**EXERCISE BRIEF**
What is needed is an exact copy of every entry below.

**DATASET EXCERPTS**

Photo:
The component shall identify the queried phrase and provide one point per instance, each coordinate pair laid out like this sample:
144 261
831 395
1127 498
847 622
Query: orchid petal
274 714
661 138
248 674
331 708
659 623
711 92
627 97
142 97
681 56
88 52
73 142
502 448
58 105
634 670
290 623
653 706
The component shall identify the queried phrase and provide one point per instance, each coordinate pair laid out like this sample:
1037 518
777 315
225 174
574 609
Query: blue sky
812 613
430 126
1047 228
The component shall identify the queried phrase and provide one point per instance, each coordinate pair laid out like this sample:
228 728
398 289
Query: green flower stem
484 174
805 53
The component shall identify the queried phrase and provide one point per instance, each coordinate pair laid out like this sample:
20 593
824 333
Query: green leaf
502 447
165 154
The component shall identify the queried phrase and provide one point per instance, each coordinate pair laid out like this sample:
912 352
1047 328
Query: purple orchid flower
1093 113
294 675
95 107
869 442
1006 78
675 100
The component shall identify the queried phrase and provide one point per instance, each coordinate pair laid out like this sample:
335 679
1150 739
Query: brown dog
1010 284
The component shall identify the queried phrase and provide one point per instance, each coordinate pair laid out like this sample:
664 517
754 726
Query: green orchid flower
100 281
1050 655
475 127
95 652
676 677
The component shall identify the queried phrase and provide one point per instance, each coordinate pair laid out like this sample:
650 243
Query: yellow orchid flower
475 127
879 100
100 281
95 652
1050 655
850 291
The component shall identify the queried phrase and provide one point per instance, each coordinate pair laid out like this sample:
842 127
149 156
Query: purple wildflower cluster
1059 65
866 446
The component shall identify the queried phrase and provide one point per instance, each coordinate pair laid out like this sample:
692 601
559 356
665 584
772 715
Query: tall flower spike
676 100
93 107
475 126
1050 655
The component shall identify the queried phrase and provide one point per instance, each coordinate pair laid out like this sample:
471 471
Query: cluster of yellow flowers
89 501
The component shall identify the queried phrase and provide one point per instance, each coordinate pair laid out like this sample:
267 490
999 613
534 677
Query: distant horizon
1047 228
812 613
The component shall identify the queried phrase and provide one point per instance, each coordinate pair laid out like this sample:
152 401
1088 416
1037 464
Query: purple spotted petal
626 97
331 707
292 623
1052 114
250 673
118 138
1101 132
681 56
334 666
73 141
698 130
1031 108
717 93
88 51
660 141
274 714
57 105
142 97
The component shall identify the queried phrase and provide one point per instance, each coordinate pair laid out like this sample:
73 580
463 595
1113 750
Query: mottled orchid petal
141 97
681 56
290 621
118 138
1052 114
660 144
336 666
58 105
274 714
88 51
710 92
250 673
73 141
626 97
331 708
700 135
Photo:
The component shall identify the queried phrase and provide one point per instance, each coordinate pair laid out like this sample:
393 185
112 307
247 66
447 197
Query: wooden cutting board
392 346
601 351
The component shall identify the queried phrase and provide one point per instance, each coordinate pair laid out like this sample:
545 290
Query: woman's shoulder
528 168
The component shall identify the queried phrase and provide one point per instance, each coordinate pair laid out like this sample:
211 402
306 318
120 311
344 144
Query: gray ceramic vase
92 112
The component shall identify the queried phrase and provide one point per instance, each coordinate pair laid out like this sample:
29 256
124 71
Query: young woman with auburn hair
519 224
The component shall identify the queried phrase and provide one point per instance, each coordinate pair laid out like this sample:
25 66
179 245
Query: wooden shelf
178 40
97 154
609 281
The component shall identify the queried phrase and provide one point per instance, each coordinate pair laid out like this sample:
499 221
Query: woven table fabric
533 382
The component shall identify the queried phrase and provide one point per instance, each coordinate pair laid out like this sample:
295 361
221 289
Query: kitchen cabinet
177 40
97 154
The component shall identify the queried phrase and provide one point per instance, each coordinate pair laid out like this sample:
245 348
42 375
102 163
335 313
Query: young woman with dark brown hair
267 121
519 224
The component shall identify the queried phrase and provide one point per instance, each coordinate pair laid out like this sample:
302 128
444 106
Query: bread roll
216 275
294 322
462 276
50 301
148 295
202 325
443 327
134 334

**REPLY**
Photo:
The component shall identify the queried phrase and provide one point per instance, each coordinate pair laid out like this sample:
144 261
831 395
1127 498
847 622
Query: orchid petal
274 714
661 138
248 674
331 708
659 623
711 92
627 97
142 97
681 56
88 52
73 142
502 448
58 105
634 670
290 623
653 706
The component shall identify the queried phrase and provide one point per instance, each coordinate pair laid out like this sample:
1037 518
777 315
225 174
574 609
Query: blue sky
812 613
430 126
1047 228
The component shall identify the queried phrase and provide one point per instance, each coordinate pair laid out like this sample:
228 728
398 289
Query: green flower stem
484 174
805 53
The component shall identify the queried phrase and provide one point per instance, each coordinate pair laid out like this sample:
20 593
824 333
Query: green leaf
502 447
165 154
The component shall identify the queried phrase and provide one point per instance, each coordinate pair laid out like this sample:
912 352
1047 328
Query: purple orchid flower
1093 113
294 675
95 107
869 442
1006 78
675 100
The component shall identify the queried phrase and provide one point per instance, each coordinate pair laid out like this sample:
335 679
1150 739
Query: brown dog
1010 284
The component shall identify the queried phrase and provide one point per instance, each coordinate pair laid out like this sample:
664 517
754 726
Query: green orchid flower
100 281
1050 655
475 127
95 652
676 677
The component shall identify the queried phrase and provide one point per instance, each coordinate pair laid out like this sample:
650 243
Query: yellow orchid flower
475 127
879 100
100 281
95 652
1050 655
850 291
The component shall identify the queried phrase and provide one point per instance, each coordinate pair laid out like this sample:
842 127
149 156
Query: purple wildflower cluster
1059 65
866 446
The component shall identify the queried phrase and provide one point per instance, each coordinate pair laid out like this sample:
692 601
559 356
665 584
772 715
Query: tall flower spike
676 100
93 107
475 126
1050 655
The component shall identify the queried phrase and provide one point per instance, each coordinate pair laid out like this sample:
471 471
Query: cluster of yellow flowers
89 501
The component shall identify the queried phrase and provide one point per instance, each coordinate pair laid out like this sample:
267 490
999 613
534 677
Query: distant horizon
1047 228
812 613
The component shall identify the queried phrase and provide one point per instance, each coordinate pair laid out like this sample:
152 401
1088 416
1037 464
Query: purple spotted petal
626 97
331 707
292 623
1052 114
250 673
118 138
1101 132
681 56
334 666
73 141
698 130
1031 108
717 93
88 51
660 141
274 714
57 105
142 97
The component shall identify the queried phrase and provide one point per instance, each coordinate pair laid out like this sample:
73 580
463 595
1113 750
Query: mottled orchid petal
141 97
681 56
290 621
118 138
1052 114
660 144
336 666
58 105
274 714
88 51
710 92
250 673
73 141
626 97
331 708
700 135
Photo:
The component shall identify the queried phrase and provide one point per instance, each coordinate pair laid out like this sample:
393 185
112 307
247 66
447 197
Query: wooden cutting board
392 346
601 351
The component shall identify the queried phrase and provide one point per instance, each coordinate pair laid out like this sample:
545 290
Query: woman's shoulder
528 168
The component shall identify the queried phrase and provide one point per instance, each coordinate pair laid out like this sample:
211 402
306 318
120 311
344 144
Query: gray ceramic vase
92 112
The component shall identify the queried phrase and provide one point per instance, each coordinate pair laid out like this sample:
29 256
124 71
Query: young woman with auburn hair
519 224
The component shall identify the queried phrase and provide one point per instance, each coordinate pair laid out like this sample:
25 66
179 245
Query: wooden shelf
178 40
97 154
609 281
The component shall identify the queried phrase and provide one point per instance, each coordinate pair laid out like this sample:
499 221
Query: woven table fabric
533 382
The component shall identify the queried phrase and provide one point per instance, each coordinate pair laid out like this sample:
295 361
221 289
Query: kitchen cabinet
177 40
97 154
The component shall identify the queried phrase and provide one point per instance, each coordinate pair laid out like this sample:
245 348
42 375
102 163
335 313
Query: young woman with dark brown hair
267 121
519 224
The component shall identify the queried phrase and provide one point per instance, each coordinate pair laid out like this sample:
302 128
444 106
Query: bread roll
216 275
294 322
462 276
50 301
148 295
202 325
443 327
134 334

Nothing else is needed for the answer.